• Information supplied:
-------

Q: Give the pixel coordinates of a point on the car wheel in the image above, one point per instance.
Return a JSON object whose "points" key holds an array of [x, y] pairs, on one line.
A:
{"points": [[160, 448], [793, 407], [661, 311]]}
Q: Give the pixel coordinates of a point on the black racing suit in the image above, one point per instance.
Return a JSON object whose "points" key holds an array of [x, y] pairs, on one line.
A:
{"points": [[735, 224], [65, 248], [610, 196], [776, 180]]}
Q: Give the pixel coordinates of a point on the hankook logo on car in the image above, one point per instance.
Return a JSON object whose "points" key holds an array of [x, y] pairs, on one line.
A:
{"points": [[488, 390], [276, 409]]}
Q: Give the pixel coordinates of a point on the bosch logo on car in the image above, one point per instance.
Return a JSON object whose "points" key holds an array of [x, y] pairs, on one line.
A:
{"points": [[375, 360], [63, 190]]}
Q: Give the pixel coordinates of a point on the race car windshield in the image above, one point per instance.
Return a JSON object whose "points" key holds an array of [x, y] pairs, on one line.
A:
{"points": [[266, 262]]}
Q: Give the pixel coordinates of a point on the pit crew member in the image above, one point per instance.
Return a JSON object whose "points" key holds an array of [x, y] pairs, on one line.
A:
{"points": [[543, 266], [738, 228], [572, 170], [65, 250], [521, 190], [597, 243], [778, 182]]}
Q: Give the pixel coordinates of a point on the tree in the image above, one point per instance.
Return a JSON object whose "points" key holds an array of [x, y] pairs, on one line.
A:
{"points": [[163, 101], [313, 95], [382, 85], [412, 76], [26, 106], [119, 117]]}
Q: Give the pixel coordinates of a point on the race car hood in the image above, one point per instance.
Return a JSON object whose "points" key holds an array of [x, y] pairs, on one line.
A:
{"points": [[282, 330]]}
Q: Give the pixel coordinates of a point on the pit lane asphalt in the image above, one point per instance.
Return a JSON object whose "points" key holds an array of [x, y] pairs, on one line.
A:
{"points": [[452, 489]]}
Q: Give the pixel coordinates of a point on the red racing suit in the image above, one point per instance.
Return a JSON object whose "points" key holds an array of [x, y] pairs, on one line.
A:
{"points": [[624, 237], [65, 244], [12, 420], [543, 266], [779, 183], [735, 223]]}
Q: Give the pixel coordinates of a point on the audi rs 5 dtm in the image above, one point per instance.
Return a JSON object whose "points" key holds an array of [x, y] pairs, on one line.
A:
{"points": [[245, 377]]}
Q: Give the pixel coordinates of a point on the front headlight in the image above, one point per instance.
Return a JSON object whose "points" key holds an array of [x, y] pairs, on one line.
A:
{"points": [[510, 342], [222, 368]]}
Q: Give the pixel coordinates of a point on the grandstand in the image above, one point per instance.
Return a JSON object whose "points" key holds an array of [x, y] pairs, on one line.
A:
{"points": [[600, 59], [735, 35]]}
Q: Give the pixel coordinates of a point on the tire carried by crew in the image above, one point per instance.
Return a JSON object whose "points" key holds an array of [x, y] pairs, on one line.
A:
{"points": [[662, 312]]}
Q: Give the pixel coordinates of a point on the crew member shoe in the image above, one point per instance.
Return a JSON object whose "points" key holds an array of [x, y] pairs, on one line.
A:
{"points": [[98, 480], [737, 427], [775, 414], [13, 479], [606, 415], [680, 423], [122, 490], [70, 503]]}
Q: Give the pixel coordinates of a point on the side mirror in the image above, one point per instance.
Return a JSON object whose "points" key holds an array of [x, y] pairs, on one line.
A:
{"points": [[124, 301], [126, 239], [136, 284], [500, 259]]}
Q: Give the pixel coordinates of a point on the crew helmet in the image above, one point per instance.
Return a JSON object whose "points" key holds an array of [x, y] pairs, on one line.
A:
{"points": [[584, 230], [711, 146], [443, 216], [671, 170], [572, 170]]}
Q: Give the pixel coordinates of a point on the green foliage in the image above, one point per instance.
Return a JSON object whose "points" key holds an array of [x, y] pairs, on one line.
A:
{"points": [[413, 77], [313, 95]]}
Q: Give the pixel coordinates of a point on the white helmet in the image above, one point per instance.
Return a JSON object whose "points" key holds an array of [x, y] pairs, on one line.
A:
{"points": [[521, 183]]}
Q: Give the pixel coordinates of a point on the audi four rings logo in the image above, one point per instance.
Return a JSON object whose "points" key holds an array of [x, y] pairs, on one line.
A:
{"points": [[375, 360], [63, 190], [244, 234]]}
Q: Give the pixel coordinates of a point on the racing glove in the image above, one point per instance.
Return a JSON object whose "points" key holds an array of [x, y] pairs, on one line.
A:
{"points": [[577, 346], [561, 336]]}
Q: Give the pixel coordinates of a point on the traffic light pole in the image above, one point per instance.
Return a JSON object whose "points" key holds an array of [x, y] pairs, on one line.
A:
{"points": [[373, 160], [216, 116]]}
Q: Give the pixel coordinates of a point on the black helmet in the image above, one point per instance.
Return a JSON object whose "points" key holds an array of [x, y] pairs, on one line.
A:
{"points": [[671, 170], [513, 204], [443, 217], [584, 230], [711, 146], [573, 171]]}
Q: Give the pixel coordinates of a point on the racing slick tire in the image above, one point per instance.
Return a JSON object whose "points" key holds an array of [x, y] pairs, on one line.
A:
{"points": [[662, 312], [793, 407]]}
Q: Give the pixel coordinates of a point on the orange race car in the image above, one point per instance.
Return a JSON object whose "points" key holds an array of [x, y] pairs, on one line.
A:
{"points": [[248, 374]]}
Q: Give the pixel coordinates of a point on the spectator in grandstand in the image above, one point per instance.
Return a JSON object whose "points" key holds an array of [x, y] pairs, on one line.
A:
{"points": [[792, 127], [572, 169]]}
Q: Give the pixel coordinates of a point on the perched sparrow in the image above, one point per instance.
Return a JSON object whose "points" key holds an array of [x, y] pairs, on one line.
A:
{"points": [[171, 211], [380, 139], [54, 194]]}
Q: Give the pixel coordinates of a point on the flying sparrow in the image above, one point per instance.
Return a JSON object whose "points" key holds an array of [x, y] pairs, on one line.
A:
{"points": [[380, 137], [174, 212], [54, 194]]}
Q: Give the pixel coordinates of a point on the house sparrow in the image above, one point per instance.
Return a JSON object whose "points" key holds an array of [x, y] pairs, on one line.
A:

-------

• What to do: Write out each entry above exactly as it is written.

• Your response:
Q: Give the pixel coordinates of a point on the car wheel in the image above, one point per instance.
Return a JSON object whose "points" key holds an array of [x, y] pairs, on one line.
A:
{"points": [[160, 448], [793, 407], [661, 311]]}
Q: Give the pixel coordinates of a point on the black racing suit in the image above, one point per instance.
Return a JSON object whose "points" key holds an array of [x, y] pairs, on one line.
A:
{"points": [[735, 224], [65, 248], [610, 196], [776, 180]]}
Q: Give the pixel coordinates of a point on the hankook logo on car in the image above, one point per instance.
Return a JSON object whose "points" key holds an array of [x, y] pairs, on one line.
A:
{"points": [[488, 390], [276, 409]]}
Q: Give the pixel coordinates of a point on the bosch logo on car in the image above, one point per instance.
Return a JSON object whose "points" key holds an array of [x, y] pairs, on one line.
A:
{"points": [[375, 360], [63, 190]]}
Q: Give the pixel coordinates of a point on the race car windshield in the image above, one point per instance.
Return a JSON object whose "points" key holds an array of [x, y] pairs, on one line.
A:
{"points": [[266, 262]]}
Q: Give the pixel coordinates of a point on the pit crew member in the image above, one point per instance.
Return a JSON object whose "points" key holds an array of [x, y] pairs, on one line.
A:
{"points": [[543, 266], [738, 228], [572, 170], [65, 250], [521, 190], [597, 243], [778, 182]]}
Q: Give the pixel coordinates of a point on the tree in the image above, one point per instance.
Return a JSON object whose "points" key holds an array of [x, y] pairs, on one line.
A:
{"points": [[163, 101], [313, 95], [382, 85], [412, 76], [26, 106], [119, 117]]}
Q: Give the pixel coordinates of a point on the race car hood in the image above, one point per instance.
Return a JSON object whose "points" key holds an array of [x, y] pairs, on one line.
A:
{"points": [[282, 330]]}
Q: Give the pixel coordinates of a point on the pit lane asphalt in the image above, one point per instance.
Return a JSON object whose "points" key holds an array of [x, y] pairs, on one line.
A:
{"points": [[452, 489]]}
Q: Give the pixel coordinates of a point on the red racing suit in the image above, one point per instance.
Return a JSON object whose "points" key holds an array of [x, y] pairs, on one line.
A:
{"points": [[624, 237], [65, 244], [12, 420], [543, 266], [779, 183], [735, 223]]}
Q: Give the pixel coordinates of a point on the audi rs 5 dtm in the image above, one point per instance.
Return a JSON object whose "points" key holds an array of [x, y] pairs, on one line.
A:
{"points": [[245, 377]]}
Q: Give the pixel coordinates of a point on the front headlight in the image above, one point per instance.
Return a JSON object whose "points" key holds an array of [x, y] pairs, on one line.
A:
{"points": [[510, 342], [222, 368]]}
Q: Give the pixel coordinates of a point on the grandstand in the image above, one point per instance.
Return a JSON object whose "points" key holds an array of [x, y] pairs, on one line.
A:
{"points": [[600, 59], [735, 35]]}
Q: Give the pixel coordinates of a point on the tire carried by crew in the image above, one point per instance.
Return a JSON object whose "points" key holds an array of [x, y] pairs, on one line.
A:
{"points": [[662, 312]]}
Q: Give the pixel coordinates of a point on the crew member shoe in the image above, one point per instance.
Return a JSON object whose "points" key holds an array of [x, y] pairs, on one line.
A:
{"points": [[98, 480], [737, 427], [775, 414], [13, 479], [606, 415], [680, 423], [122, 490], [70, 503]]}
Q: Give the pixel coordinates of a point on the side mirror in the image above, one point per instance.
Return a JSON object whose "points" key holds an array of [x, y] pairs, on one line.
A:
{"points": [[124, 301], [126, 239], [136, 284], [500, 259]]}
Q: Give the pixel coordinates of a point on the crew helmet in the image above, one point per instance.
Return a JSON object whose "points" key holds an array of [x, y] pairs, on one line.
A:
{"points": [[584, 230], [711, 146], [443, 216], [671, 170], [572, 170]]}
Q: Give the pixel coordinates of a point on the green foliage in the image above, one point per instance.
Return a JSON object whose "points" key holds an array of [x, y] pairs, on one line.
A:
{"points": [[413, 77], [313, 95]]}
Q: Give the pixel coordinates of a point on the white helmet in the image above, one point per instance.
Return a JSON object whose "points" key holds an array of [x, y] pairs, on one line.
A:
{"points": [[521, 183]]}
Q: Give the pixel coordinates of a point on the audi four rings logo in the image above, one point per instance.
Return a JSON object whose "points" key holds an array of [x, y] pairs, on one line.
A:
{"points": [[375, 360], [63, 190], [244, 234]]}
Q: Give the pixel coordinates of a point on the racing glove in the image above, one point per instance.
Return a JSON object whose "points" key holds an array of [x, y] pairs, on one line.
A:
{"points": [[577, 346], [561, 336]]}
Q: Give the pixel coordinates of a point on the traffic light pole in the image above, one point per instance.
Return a JSON object whose "points" key holds an array of [x, y] pairs, on one line.
A:
{"points": [[373, 160], [216, 116]]}
Q: Give the pixel coordinates of a point on the black helmet in the image above, one point per instance.
Return a JSON object whose "points" key holds an array of [x, y] pairs, on one line.
A:
{"points": [[671, 170], [513, 204], [443, 217], [584, 230], [711, 146], [573, 171]]}
Q: Give the pixel coordinates of a point on the racing slick tire in the image above, one point per instance.
Return a JSON object whose "points" key holds an array of [x, y] pairs, on one line.
A:
{"points": [[662, 312], [793, 407]]}
Q: Give the pixel coordinates of a point on the orange race car in the image above, one point per instance.
Return a JSON object whose "points" key holds an array of [x, y] pairs, on one line.
A:
{"points": [[248, 374]]}
Q: Give the pixel coordinates of a point on the spectator in grandstand in the image above, one point per instance.
Return a JSON object whose "points" key holds an array of [x, y] pairs, on one line.
A:
{"points": [[792, 127], [572, 169]]}
Q: Give the pixel coordinates of a point on the perched sparrow in the image above, one point per instance.
Return a JSON object whose "points" key holds an array of [x, y] pairs, on one line.
A:
{"points": [[171, 211], [380, 139], [54, 194]]}
Q: Give the pixel coordinates of a point on the flying sparrow in the image above, one point per instance.
Return a JSON object whose "points" key holds an array of [x, y] pairs, on one line.
A:
{"points": [[380, 137], [174, 212], [54, 194]]}
Q: Give the pixel coordinates of a point on the house sparrow in the image above, one point per instance.
Return a JSON object whose "points" key holds an array of [x, y] pairs, on one line.
A:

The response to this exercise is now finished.